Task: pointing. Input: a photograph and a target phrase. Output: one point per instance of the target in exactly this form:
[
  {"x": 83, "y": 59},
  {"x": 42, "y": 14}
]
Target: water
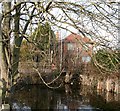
[{"x": 37, "y": 98}]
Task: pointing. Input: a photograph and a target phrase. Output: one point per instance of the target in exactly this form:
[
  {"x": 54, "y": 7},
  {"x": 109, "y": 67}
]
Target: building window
[
  {"x": 86, "y": 59},
  {"x": 70, "y": 46}
]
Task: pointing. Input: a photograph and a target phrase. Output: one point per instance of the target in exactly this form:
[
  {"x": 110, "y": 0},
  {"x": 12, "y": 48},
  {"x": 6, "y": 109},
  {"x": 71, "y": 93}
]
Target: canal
[{"x": 37, "y": 98}]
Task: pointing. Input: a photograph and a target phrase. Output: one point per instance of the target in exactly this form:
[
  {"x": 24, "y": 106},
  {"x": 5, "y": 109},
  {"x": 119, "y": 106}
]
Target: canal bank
[{"x": 36, "y": 97}]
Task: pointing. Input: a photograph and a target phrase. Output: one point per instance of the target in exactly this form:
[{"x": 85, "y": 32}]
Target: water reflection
[{"x": 32, "y": 98}]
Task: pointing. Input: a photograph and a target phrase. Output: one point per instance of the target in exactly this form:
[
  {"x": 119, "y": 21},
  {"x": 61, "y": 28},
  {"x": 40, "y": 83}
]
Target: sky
[{"x": 64, "y": 33}]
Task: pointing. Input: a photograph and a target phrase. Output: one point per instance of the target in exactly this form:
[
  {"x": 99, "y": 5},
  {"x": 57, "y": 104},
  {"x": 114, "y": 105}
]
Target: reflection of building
[{"x": 75, "y": 49}]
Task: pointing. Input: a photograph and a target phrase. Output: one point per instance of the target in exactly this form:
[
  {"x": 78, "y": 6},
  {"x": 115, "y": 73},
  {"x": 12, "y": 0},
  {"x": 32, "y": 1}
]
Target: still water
[{"x": 37, "y": 98}]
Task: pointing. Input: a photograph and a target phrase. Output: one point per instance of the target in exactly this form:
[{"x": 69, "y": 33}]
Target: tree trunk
[
  {"x": 5, "y": 44},
  {"x": 17, "y": 43}
]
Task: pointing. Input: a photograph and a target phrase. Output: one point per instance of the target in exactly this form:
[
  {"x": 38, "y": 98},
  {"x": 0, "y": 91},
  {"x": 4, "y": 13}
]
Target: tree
[{"x": 95, "y": 19}]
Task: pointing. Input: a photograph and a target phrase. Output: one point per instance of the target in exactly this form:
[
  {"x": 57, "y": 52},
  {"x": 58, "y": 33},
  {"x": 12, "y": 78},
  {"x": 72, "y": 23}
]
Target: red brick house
[{"x": 74, "y": 50}]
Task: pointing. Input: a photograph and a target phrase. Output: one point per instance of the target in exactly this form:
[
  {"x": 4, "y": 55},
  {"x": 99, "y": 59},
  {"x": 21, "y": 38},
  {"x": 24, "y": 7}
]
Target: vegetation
[{"x": 107, "y": 60}]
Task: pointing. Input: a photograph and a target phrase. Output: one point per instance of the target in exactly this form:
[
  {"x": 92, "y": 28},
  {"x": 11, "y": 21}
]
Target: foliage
[{"x": 43, "y": 36}]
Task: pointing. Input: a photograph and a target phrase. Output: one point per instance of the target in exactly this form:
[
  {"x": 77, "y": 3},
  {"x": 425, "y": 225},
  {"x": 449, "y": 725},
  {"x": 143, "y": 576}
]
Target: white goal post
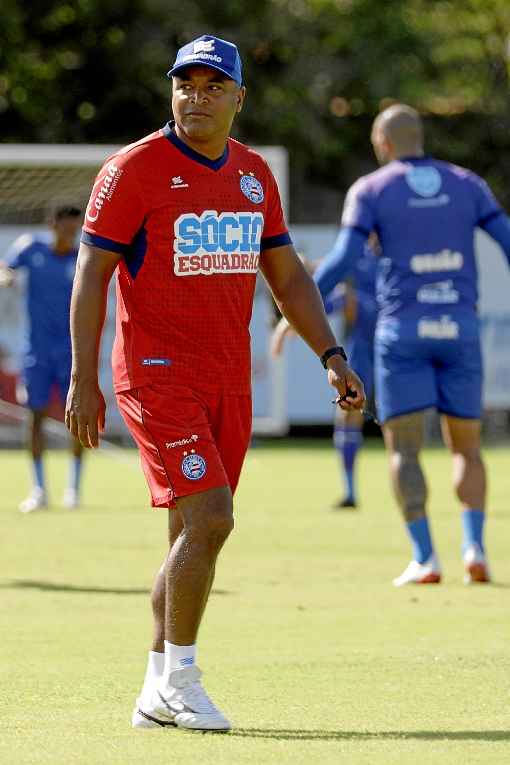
[{"x": 36, "y": 177}]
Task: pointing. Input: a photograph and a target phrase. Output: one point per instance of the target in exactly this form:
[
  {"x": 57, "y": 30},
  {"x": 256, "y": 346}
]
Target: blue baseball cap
[{"x": 210, "y": 51}]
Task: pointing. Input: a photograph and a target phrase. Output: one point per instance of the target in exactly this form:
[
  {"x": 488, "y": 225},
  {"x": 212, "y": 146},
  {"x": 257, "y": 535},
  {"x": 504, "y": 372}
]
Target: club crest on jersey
[
  {"x": 252, "y": 188},
  {"x": 424, "y": 181},
  {"x": 194, "y": 467}
]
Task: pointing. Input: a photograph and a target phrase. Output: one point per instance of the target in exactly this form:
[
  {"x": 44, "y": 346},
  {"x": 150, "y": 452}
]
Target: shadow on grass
[
  {"x": 31, "y": 584},
  {"x": 287, "y": 734}
]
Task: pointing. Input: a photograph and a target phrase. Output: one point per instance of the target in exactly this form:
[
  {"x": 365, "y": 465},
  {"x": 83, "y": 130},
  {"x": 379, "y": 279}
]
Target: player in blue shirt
[
  {"x": 50, "y": 268},
  {"x": 356, "y": 300},
  {"x": 427, "y": 346}
]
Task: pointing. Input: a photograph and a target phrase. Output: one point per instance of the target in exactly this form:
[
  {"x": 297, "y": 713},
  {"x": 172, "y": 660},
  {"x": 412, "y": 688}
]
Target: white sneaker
[
  {"x": 477, "y": 568},
  {"x": 420, "y": 573},
  {"x": 70, "y": 500},
  {"x": 183, "y": 703},
  {"x": 36, "y": 500}
]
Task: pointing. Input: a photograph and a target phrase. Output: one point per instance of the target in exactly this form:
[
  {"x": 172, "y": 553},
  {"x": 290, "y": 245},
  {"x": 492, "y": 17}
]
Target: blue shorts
[
  {"x": 42, "y": 372},
  {"x": 412, "y": 374},
  {"x": 360, "y": 354}
]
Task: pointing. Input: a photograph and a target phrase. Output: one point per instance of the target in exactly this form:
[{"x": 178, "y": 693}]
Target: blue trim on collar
[
  {"x": 279, "y": 240},
  {"x": 104, "y": 243},
  {"x": 212, "y": 164}
]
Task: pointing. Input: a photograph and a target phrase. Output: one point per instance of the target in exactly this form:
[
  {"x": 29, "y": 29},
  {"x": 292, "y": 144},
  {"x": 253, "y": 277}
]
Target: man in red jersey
[{"x": 187, "y": 216}]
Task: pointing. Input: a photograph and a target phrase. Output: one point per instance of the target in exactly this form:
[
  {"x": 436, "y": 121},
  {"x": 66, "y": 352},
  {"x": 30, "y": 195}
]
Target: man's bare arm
[
  {"x": 85, "y": 408},
  {"x": 299, "y": 301}
]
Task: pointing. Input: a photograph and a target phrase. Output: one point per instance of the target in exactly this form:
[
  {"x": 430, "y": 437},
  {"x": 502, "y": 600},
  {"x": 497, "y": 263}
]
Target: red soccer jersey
[{"x": 191, "y": 231}]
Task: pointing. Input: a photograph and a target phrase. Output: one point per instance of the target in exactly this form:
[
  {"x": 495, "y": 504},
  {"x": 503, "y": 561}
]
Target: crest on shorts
[
  {"x": 252, "y": 188},
  {"x": 425, "y": 181},
  {"x": 194, "y": 466}
]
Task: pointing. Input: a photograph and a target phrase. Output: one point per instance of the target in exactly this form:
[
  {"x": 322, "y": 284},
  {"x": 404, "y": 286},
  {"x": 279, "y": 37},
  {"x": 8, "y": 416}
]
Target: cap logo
[{"x": 203, "y": 46}]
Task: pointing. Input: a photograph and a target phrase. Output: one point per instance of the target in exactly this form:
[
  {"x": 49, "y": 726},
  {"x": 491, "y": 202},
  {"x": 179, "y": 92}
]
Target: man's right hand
[{"x": 85, "y": 412}]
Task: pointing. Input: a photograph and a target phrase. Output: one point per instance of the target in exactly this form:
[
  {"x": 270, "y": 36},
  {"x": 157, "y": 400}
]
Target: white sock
[
  {"x": 177, "y": 657},
  {"x": 153, "y": 673}
]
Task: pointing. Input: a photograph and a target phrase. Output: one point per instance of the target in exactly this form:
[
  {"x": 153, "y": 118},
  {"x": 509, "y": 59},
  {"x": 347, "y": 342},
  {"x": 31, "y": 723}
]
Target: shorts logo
[
  {"x": 194, "y": 467},
  {"x": 182, "y": 442},
  {"x": 252, "y": 188},
  {"x": 438, "y": 293},
  {"x": 107, "y": 184},
  {"x": 446, "y": 260},
  {"x": 424, "y": 181},
  {"x": 442, "y": 329}
]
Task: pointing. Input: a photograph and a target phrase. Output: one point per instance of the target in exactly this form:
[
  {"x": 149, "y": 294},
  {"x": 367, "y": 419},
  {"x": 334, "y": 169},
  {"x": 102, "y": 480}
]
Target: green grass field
[{"x": 305, "y": 645}]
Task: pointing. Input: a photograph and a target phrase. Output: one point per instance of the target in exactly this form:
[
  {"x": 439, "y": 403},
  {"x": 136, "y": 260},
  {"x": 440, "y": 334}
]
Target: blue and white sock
[
  {"x": 419, "y": 532},
  {"x": 38, "y": 473},
  {"x": 347, "y": 440},
  {"x": 153, "y": 674},
  {"x": 75, "y": 473},
  {"x": 472, "y": 523}
]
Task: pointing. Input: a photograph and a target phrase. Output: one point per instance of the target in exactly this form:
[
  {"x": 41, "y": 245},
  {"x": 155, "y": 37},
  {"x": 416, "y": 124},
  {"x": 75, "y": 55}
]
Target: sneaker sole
[{"x": 477, "y": 574}]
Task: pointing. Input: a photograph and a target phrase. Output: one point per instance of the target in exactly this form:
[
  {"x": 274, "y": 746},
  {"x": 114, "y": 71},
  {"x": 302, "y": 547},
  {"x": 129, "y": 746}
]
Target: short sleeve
[
  {"x": 275, "y": 232},
  {"x": 358, "y": 209},
  {"x": 17, "y": 254},
  {"x": 487, "y": 206},
  {"x": 115, "y": 211}
]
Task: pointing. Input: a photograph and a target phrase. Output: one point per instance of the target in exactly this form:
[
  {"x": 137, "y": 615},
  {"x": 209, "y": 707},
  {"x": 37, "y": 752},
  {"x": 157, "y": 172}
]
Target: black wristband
[{"x": 337, "y": 350}]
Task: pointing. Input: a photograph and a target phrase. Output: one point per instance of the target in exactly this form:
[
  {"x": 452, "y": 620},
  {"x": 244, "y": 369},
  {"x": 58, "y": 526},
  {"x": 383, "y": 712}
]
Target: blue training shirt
[{"x": 48, "y": 293}]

━━━

WHAT YOU WILL DO:
Count the lines in the rows above that contain the string "shorts" and reply with only that number.

THE COMPLETED TASK:
3